→ **WORK TO DO**: Rewrite the lines below, replacing "class" with "students" wherever it appears and keeping everything else the same. Leave the pictures out.

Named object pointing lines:
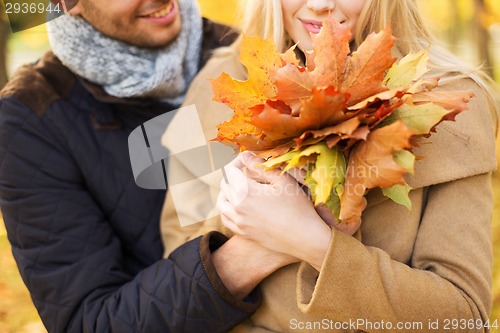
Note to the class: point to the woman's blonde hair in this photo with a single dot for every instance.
(264, 18)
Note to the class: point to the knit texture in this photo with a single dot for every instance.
(124, 70)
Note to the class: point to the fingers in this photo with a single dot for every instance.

→ **EXERCISE SOLUTION**:
Note to the students: point to the woman's blonde hair in this photo with a single dot for every instance.
(264, 18)
Note to the students: point to the knit texture in this photo with a single dot for every instance.
(124, 70)
Note to the students: point to the fingers in this photo with a single dot for every instance.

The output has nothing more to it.